Find the line that contains "like [408, 717]." and print it and every line after it, exactly, please.

** START OF The records **

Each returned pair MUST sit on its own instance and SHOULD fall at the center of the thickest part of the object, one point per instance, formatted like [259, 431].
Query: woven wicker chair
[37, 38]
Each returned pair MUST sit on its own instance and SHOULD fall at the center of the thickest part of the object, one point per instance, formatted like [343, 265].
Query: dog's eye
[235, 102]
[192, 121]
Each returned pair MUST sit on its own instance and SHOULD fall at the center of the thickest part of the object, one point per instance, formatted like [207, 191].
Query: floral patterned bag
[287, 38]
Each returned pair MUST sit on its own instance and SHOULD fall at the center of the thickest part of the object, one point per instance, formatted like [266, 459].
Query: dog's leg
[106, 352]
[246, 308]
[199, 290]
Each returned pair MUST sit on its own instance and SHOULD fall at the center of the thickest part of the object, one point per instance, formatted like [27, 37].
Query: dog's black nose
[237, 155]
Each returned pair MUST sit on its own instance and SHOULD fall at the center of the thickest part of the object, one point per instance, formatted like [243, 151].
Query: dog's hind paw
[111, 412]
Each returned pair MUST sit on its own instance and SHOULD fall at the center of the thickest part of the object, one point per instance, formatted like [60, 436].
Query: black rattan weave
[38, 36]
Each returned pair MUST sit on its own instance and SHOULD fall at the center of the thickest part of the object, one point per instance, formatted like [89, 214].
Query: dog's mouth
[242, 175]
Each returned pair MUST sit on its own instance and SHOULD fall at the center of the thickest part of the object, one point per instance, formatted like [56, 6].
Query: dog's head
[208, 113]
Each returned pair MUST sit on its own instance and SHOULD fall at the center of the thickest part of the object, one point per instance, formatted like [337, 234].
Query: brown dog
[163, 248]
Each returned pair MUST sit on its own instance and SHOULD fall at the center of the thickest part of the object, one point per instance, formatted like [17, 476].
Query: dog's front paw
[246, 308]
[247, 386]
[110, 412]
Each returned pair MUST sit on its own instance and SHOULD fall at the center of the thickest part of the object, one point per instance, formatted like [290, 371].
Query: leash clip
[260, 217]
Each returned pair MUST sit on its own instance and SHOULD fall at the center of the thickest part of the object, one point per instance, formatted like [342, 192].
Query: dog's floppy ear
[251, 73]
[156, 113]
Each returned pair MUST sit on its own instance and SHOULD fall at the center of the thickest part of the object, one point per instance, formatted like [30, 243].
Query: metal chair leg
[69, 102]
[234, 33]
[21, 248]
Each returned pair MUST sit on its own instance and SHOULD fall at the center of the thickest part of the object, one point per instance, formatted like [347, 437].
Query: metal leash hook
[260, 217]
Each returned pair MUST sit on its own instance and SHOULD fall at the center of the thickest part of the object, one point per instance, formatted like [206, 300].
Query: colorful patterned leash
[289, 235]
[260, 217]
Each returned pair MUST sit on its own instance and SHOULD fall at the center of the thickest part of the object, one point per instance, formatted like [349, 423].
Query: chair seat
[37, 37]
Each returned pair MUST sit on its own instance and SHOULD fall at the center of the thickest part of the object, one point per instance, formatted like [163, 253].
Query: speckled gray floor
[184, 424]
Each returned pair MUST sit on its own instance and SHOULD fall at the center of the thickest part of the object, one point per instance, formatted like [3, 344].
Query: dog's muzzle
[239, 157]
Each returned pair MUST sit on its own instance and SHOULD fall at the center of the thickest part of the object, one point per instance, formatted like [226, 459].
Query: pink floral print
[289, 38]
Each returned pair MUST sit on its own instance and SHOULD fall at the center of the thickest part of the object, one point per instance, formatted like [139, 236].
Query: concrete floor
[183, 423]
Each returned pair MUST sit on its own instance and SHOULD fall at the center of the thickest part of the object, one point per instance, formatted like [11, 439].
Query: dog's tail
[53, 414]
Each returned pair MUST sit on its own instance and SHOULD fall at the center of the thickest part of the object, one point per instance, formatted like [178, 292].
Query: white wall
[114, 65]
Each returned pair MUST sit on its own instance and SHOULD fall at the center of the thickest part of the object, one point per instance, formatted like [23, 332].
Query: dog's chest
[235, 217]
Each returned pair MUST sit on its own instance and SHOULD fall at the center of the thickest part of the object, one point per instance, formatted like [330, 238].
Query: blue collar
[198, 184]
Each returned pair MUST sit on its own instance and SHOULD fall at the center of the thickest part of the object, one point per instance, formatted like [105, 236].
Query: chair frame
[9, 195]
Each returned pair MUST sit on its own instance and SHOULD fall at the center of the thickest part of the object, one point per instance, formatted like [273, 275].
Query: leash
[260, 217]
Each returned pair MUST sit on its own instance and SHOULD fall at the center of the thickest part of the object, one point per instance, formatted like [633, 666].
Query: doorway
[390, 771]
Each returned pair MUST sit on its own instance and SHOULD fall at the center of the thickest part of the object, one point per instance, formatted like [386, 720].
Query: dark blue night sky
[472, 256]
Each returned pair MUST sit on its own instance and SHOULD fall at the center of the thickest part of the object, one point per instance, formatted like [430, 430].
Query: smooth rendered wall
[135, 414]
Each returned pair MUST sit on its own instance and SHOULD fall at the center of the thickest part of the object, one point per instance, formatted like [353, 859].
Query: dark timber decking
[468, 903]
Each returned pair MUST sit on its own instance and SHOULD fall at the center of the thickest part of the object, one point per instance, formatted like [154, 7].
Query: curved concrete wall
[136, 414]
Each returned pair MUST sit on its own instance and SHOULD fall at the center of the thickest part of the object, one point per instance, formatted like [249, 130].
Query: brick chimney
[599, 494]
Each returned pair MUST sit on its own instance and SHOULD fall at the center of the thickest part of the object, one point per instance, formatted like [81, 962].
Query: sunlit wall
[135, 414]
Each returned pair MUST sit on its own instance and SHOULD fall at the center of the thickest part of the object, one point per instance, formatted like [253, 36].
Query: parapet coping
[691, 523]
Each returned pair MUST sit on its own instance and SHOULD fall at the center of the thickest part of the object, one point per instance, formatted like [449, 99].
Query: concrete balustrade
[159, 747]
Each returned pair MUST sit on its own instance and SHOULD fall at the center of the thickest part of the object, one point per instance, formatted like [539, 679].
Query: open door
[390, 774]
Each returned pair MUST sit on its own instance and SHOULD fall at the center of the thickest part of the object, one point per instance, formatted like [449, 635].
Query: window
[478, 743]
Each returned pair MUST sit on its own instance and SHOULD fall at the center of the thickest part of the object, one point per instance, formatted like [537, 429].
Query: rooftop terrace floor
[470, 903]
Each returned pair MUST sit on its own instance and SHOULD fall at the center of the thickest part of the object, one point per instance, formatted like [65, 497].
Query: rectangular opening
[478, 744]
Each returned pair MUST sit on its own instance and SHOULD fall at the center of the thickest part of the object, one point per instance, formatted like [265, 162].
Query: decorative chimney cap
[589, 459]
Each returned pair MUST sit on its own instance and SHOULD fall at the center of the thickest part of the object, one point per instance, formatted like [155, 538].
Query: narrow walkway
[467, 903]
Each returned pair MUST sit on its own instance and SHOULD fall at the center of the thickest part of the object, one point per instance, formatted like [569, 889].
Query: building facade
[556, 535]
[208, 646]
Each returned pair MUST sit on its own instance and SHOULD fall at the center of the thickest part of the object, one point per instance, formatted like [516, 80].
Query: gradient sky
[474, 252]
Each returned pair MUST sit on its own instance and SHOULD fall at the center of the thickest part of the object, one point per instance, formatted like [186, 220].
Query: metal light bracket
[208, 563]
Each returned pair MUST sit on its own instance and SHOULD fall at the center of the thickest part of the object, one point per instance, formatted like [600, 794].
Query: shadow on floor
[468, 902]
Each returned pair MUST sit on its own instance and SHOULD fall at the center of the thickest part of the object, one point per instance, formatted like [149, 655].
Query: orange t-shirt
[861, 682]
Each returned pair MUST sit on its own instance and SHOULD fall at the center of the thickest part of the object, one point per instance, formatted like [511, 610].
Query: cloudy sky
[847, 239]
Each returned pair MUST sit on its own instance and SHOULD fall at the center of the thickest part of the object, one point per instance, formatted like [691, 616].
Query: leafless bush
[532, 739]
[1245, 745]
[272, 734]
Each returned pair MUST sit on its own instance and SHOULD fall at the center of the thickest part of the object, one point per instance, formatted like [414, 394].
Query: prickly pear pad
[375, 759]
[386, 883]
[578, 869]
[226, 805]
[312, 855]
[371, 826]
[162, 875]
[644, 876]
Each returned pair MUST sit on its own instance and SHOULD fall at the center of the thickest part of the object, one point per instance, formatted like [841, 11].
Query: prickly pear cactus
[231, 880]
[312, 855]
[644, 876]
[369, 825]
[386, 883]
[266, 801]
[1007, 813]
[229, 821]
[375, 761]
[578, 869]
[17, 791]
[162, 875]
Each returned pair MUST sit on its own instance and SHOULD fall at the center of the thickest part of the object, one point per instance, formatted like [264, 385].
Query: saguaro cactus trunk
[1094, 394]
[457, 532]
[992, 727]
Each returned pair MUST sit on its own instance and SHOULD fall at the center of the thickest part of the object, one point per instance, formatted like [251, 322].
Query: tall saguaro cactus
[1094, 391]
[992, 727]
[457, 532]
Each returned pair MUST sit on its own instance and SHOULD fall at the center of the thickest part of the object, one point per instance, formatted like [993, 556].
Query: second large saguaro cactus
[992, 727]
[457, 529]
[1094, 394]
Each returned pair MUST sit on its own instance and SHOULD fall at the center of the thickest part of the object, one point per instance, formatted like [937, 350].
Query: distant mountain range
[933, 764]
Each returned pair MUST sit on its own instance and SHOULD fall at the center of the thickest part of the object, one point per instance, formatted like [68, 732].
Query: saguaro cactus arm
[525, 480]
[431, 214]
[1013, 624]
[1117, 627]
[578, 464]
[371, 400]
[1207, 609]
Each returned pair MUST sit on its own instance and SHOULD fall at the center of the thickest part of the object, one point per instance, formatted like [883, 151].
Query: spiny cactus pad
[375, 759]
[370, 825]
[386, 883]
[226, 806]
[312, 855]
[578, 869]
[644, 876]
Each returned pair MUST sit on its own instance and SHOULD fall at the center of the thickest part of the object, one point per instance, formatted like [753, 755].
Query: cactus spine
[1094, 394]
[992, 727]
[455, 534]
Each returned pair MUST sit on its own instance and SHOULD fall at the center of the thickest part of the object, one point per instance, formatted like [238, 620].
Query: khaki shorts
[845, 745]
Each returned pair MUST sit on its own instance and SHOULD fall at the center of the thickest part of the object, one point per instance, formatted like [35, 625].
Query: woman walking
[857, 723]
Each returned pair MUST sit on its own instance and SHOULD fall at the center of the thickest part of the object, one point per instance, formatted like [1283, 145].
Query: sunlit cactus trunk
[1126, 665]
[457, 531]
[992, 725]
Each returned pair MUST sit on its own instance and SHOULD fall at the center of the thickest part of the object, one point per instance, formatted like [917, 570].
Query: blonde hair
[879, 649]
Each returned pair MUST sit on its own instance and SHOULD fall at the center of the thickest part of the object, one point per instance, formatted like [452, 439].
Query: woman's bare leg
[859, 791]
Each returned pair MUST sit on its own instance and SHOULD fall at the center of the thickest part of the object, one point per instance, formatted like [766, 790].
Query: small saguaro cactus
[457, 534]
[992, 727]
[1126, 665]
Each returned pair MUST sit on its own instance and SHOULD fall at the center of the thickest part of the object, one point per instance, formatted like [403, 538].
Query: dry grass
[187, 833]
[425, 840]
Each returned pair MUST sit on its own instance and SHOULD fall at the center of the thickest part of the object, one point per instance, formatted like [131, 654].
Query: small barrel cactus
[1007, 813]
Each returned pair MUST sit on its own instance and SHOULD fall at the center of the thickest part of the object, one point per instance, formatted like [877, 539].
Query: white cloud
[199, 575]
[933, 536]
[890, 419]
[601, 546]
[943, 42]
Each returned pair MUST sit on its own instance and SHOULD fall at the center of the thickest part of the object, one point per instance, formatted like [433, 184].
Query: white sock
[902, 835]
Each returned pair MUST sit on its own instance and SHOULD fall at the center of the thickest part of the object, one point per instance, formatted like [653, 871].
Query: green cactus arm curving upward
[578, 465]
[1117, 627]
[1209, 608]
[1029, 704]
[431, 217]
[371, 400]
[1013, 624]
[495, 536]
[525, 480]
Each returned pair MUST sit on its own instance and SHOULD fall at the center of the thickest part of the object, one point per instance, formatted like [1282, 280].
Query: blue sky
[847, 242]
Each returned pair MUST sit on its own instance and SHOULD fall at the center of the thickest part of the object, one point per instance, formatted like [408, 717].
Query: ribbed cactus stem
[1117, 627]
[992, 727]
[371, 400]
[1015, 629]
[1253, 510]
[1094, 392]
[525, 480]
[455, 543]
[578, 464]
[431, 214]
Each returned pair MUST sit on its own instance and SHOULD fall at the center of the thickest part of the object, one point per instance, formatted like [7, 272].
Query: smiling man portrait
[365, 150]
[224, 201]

** END OF The records **

-- Reply to the task --
Each returned pair MUST sit on its own instance and SHOULD fall at the center of the thickest part of the object, one point per instance, formatted like [408, 717].
Query: ribbed cactus stem
[1117, 627]
[992, 727]
[371, 400]
[1015, 629]
[1253, 510]
[1094, 392]
[525, 480]
[455, 543]
[578, 464]
[431, 214]
Each returned pair MUST sit on its own instance and SHOULD fall at the center of the thickest part of the object, one point per instance, formatted like [7, 272].
Query: smiling man portrait
[365, 150]
[224, 201]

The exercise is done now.